[Items from a data source]
══════════
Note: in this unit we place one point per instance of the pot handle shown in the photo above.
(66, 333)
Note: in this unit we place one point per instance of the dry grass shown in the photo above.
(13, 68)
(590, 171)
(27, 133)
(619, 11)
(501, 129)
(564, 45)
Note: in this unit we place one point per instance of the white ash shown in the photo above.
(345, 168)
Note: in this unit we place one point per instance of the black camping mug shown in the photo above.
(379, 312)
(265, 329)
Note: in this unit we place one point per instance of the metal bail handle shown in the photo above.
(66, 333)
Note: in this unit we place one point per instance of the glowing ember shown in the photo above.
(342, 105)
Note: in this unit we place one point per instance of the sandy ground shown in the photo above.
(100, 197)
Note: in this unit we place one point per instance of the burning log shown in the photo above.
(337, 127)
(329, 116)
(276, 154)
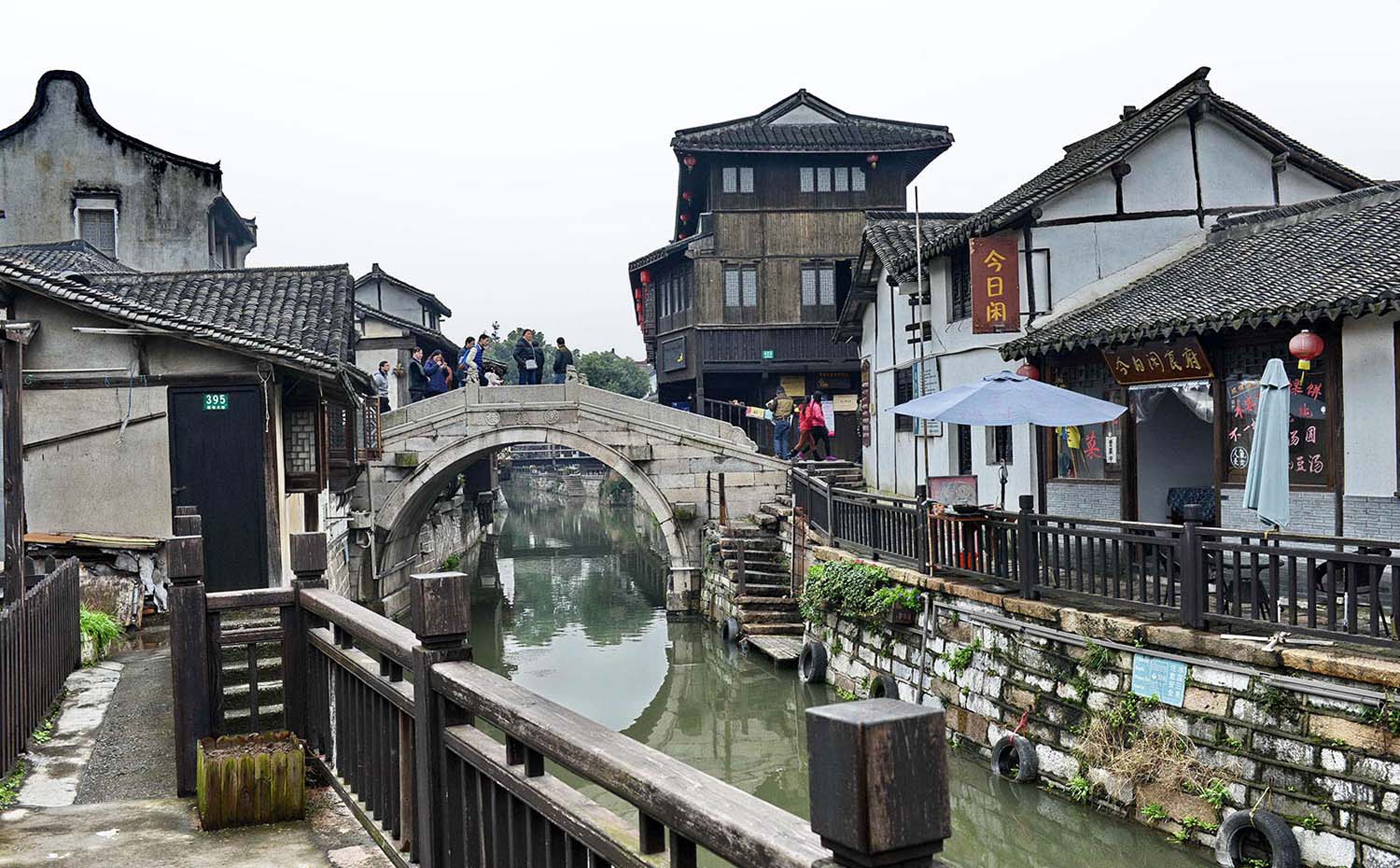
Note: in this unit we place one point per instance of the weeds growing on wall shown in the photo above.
(100, 626)
(850, 590)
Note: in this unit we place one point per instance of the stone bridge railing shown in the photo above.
(668, 455)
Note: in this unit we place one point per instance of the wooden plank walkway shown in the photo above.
(780, 649)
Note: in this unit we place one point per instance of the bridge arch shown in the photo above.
(406, 506)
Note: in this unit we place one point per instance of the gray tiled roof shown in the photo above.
(61, 257)
(1304, 262)
(375, 272)
(890, 234)
(1100, 150)
(291, 315)
(847, 133)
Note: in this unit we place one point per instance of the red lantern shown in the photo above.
══════════
# Problem
Copy the rows above word for word, starting at the line with "roof shown in the photo above." and continuing through the last row.

# The result
Note: in this unit we place one point per instance of the gray tiled roof shown in the photo above.
(61, 257)
(1304, 262)
(375, 272)
(890, 234)
(1100, 150)
(291, 315)
(847, 133)
Note: in this unit we place one point per instance of the red lantern shown in the photo above.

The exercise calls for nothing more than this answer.